Task statement -> Your answer should be the records below, repeated exactly as they stand.

(Referring expression pointing data)

= Beginning of Section =

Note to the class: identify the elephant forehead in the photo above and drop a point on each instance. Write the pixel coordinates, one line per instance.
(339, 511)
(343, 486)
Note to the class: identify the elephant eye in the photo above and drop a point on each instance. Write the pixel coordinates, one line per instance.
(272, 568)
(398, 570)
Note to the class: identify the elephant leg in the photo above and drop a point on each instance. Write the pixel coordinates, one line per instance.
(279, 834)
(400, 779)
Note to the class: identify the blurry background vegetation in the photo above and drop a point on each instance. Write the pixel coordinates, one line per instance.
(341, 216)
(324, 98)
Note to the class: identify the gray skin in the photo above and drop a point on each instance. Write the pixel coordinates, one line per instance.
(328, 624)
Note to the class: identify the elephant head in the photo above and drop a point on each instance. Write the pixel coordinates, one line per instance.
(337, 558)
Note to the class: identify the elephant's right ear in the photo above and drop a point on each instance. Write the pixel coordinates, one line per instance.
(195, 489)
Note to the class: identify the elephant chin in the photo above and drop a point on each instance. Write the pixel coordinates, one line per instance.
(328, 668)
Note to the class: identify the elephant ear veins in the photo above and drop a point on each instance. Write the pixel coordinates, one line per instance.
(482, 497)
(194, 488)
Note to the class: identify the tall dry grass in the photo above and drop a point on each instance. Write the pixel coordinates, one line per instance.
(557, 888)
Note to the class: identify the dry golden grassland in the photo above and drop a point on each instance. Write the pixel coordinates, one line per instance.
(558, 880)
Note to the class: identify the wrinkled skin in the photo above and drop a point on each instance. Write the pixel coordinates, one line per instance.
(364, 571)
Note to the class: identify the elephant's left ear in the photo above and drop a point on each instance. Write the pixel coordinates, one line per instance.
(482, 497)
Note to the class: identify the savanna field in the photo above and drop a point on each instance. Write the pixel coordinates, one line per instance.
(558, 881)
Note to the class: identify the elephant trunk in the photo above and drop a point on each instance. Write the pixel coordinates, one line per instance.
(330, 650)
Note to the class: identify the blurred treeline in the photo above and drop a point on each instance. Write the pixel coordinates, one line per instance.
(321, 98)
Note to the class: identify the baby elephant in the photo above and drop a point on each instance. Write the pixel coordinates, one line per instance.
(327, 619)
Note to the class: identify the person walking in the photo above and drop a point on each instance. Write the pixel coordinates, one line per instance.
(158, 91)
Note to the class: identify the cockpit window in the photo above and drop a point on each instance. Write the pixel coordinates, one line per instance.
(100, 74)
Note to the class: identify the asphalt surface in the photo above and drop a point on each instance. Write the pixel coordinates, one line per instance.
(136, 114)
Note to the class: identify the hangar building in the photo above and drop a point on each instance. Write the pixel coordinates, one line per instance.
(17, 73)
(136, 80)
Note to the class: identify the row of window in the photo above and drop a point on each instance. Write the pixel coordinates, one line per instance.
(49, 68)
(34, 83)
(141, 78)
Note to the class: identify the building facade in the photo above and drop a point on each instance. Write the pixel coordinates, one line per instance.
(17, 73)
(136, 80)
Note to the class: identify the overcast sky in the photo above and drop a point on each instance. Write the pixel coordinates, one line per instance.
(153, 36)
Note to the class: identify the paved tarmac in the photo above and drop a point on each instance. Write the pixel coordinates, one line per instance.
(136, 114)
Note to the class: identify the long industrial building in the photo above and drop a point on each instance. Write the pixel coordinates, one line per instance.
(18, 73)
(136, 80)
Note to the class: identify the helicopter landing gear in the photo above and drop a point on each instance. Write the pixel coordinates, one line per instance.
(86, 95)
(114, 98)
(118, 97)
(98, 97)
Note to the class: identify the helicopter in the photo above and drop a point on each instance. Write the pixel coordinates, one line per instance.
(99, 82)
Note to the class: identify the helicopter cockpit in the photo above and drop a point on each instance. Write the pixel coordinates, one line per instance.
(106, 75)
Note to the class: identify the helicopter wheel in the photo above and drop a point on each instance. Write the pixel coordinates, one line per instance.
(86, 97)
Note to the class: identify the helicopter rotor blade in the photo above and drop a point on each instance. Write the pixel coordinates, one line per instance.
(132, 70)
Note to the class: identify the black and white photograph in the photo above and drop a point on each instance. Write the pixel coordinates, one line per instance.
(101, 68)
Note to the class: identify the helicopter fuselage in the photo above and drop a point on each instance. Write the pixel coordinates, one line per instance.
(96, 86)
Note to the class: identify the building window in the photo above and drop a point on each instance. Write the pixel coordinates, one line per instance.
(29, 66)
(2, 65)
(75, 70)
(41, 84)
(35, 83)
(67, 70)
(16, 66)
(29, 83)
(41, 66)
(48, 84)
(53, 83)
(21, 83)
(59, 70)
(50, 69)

= End of Section =

Expected answer ->
Note to the class: identify the elephant forehead in the photo above and drop a point on each instance. Write the pixel coordinates, one line per instance.
(339, 511)
(343, 486)
Note to the class: identify the elephant eye in the photo above and drop a point on each instance. Write the pixel coordinates, one line per instance.
(272, 568)
(398, 570)
Note to the class: identify the elephant leg in the photo above and drop a point on each instance. Write the pixel coordinates, one line per instance.
(279, 834)
(400, 779)
Note to the class: identify the blurry background vegetation in the photo above and drop a point on each instance. Write the pixel coordinates, one line per instance.
(341, 216)
(324, 98)
Note to the class: identify the gray skin in the photo above and drop a point on each instance. Write the pixel coordinates, one line per instance.
(328, 624)
Note to the class: identify the elephant head in the photo above and drop a point on each instance. Write the pixel coordinates, one line per instance.
(337, 558)
Note to the class: identify the elephant's right ear in the photo above and drop a point on each instance. Write the pixel coordinates, one line per instance.
(195, 489)
Note to the class: identify the elephant chin in the photo above and drop a point on each instance. Write the pixel coordinates, one line per instance.
(328, 668)
Note to the class: identify the elephant ear veins in the photo above and drop a point on each instance. Write the pixel coordinates, one line per instance.
(482, 497)
(194, 488)
Note to the class: identify the tall dry grass in the photo above and drop a point on each instance. Write the pixel coordinates, one line per instance.
(557, 888)
Note to the class: identify the dry golden grassland in the photo above and drop a point on each instance. Write the pixel coordinates, one line per instance.
(558, 880)
Note to the class: identify the wrinkled skin in the photo above and drop a point on each instance. Write the pixel coordinates, one line per instance.
(364, 571)
Note to the class: identify the elephant's left ear in the photo above and drop a point on each instance. Write the pixel coordinates, one line per instance.
(482, 497)
Note to the class: identify the savanna field in the photo above and drop a point on each instance. Write the pixel coordinates, one line per instance.
(558, 881)
Note to the class: identify the elephant trunk in the photo above and drop a point on each instance. Write the pixel coordinates, one line per instance.
(330, 650)
Note to the class: identify the blurred treeline in the photo above and drop a point on each instance. Write the pixel coordinates, one line per instance.
(321, 98)
Note to the class: identify the baby elephant in the photo above and drop a point on each instance. Write the pixel coordinates, one line per instance.
(327, 619)
Note to the class: identify the person walking in the photo above and drop a point on each instance. Write the pixel coordinates, one line per instance.
(158, 91)
Note to the class: identify the cockpit window in the photo above and drop a point on each instance. Write the pixel coordinates, one line per instance.
(100, 74)
Note to the class: identify the asphalt surface in the photo above and drop a point on each instance. Write the pixel coordinates, one line per instance.
(136, 114)
Note to the class: identify the hangar building in the photo above and drop a point on each instance. Write the pixel coordinates, one line per instance.
(17, 73)
(136, 80)
Note to the class: identify the row of window in the photo above and drop a point on each instance. Write the pixel coordinates, one line per instance.
(49, 68)
(34, 83)
(141, 78)
Note to the class: identify the building facade in the photo above and drop a point on each instance. Write the pixel coordinates, one line per instance.
(17, 73)
(136, 80)
Note to the class: identify the overcast sky in the photo above and drop a point on each instance. Write the pixel coordinates, one line per instance.
(153, 36)
Note to the class: identify the paved tarmac in the photo above and drop a point on each instance. Write the pixel coordinates, one line per instance.
(136, 114)
Note to the class: identify the long industrial building in the photo above and drop a point on each instance. Write the pixel coordinates, one line per instance.
(18, 73)
(136, 80)
Note to the class: identify the helicopter landing gear in the photo above and drop a point on each instance. Write the pixel coordinates, one line per instance.
(86, 95)
(114, 98)
(118, 97)
(98, 97)
Note to the class: identify the helicopter in the photo above and drop a point on each instance. Write the pixel coordinates, one line per instance.
(99, 82)
Note to the class: identify the helicopter cockpit in the photo above and drop a point on each instance. Write the pixel coordinates, one line per instance.
(106, 75)
Note to the class: identify the helicopter wheel in the photo above and drop a point on each instance. Write the pixel coordinates, one line per instance.
(86, 97)
Note to the class: identify the helicopter rotor blade in the photo above and drop a point on each instance. Write the pixel coordinates, one line per instance.
(132, 70)
Note to the class: identify the black and white photograph in the photo above and drop a point on each instance. Write the pixel coordinates, one line per instance.
(101, 68)
Note to the class: identify the helicopter fuselage in the photo above and drop a point on each instance. Write the pixel coordinates, one line per instance.
(96, 86)
Note to the class: identify the building window in the photo above and drop a point on each instance. Write the pixel coordinates, one line per instance.
(29, 66)
(2, 65)
(75, 70)
(41, 84)
(35, 83)
(67, 70)
(16, 66)
(29, 83)
(41, 66)
(48, 84)
(53, 83)
(21, 83)
(59, 70)
(50, 69)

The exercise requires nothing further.